__Stored records__.
_ _ _
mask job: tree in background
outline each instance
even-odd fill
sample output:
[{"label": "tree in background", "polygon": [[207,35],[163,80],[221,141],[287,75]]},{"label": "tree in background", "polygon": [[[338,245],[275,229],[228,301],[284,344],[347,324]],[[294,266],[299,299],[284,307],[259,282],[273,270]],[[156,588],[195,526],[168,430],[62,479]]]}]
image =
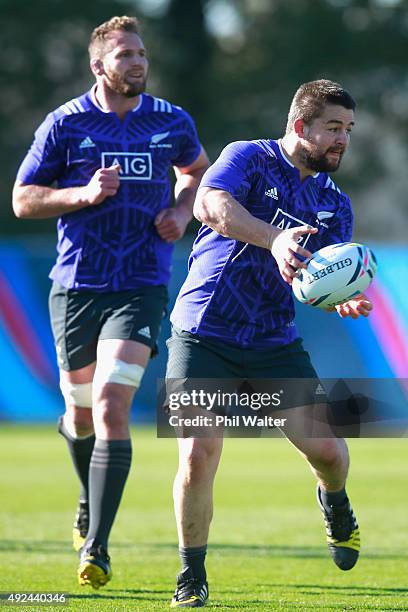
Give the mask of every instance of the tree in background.
[{"label": "tree in background", "polygon": [[[401,0],[3,0],[3,233],[38,231],[11,213],[16,168],[49,110],[92,82],[96,24],[136,14],[151,57],[149,91],[197,119],[212,158],[229,141],[278,137],[297,86],[326,77],[358,101],[337,180],[353,196],[361,239],[405,240],[408,10]],[[41,231],[54,231],[42,221]]]},{"label": "tree in background", "polygon": [[129,4],[106,0],[2,0],[0,87],[0,232],[54,232],[53,219],[21,223],[11,211],[11,189],[33,130],[45,115],[93,83],[87,47],[95,25],[125,14]]}]

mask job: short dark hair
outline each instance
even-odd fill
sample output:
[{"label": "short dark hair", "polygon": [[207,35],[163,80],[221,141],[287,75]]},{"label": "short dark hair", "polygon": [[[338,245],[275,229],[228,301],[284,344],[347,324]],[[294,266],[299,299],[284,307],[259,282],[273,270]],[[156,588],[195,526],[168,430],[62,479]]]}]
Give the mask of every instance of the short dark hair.
[{"label": "short dark hair", "polygon": [[290,105],[286,133],[293,130],[296,119],[309,124],[320,117],[327,104],[337,104],[355,110],[356,103],[341,85],[327,79],[303,83],[295,93]]},{"label": "short dark hair", "polygon": [[109,40],[109,34],[121,30],[122,32],[133,32],[140,35],[139,21],[136,17],[112,17],[109,21],[101,23],[100,26],[94,29],[89,42],[90,58],[102,58],[106,53],[106,43]]}]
_ _ _
Give every line above again exactly, omitting whatever pictures appear.

mask job: tree in background
outline each instance
even-odd fill
sample output:
[{"label": "tree in background", "polygon": [[207,35],[163,80],[221,141],[287,75]]},{"label": "tree in background", "polygon": [[[338,245],[275,229],[228,301],[284,344],[347,324]],[[294,266],[299,299],[284,307],[259,282],[273,270]],[[156,588],[195,526],[168,430],[62,479]]]}]
image =
Give the mask of every instance of the tree in background.
[{"label": "tree in background", "polygon": [[[401,0],[3,0],[3,233],[38,231],[11,213],[16,168],[49,110],[92,82],[96,24],[136,14],[151,57],[149,91],[197,119],[212,158],[229,141],[278,137],[297,86],[326,77],[358,101],[337,180],[353,196],[361,239],[405,240],[408,10]],[[41,231],[54,231],[42,221]]]},{"label": "tree in background", "polygon": [[129,4],[106,0],[2,0],[0,87],[0,232],[54,232],[53,219],[21,223],[11,211],[11,189],[33,130],[45,115],[93,83],[87,47],[95,25],[125,14]]}]

mask job: short dark hair
outline each instance
even-odd fill
sample output:
[{"label": "short dark hair", "polygon": [[207,35],[163,80],[221,141],[287,75]]},{"label": "short dark hair", "polygon": [[[338,245],[275,229],[228,301],[284,344],[347,324]],[[294,266],[299,299],[284,307],[259,282],[273,270]],[[156,588],[195,526],[168,430],[62,479]]]}]
Give the mask of every instance of the short dark hair.
[{"label": "short dark hair", "polygon": [[290,105],[286,133],[293,130],[296,119],[309,124],[320,117],[327,104],[337,104],[355,110],[356,103],[341,85],[327,79],[303,83],[295,93]]},{"label": "short dark hair", "polygon": [[109,40],[109,34],[121,30],[122,32],[133,32],[140,35],[139,21],[136,17],[112,17],[109,21],[101,23],[100,26],[94,29],[89,42],[90,58],[102,58],[106,53],[106,43]]}]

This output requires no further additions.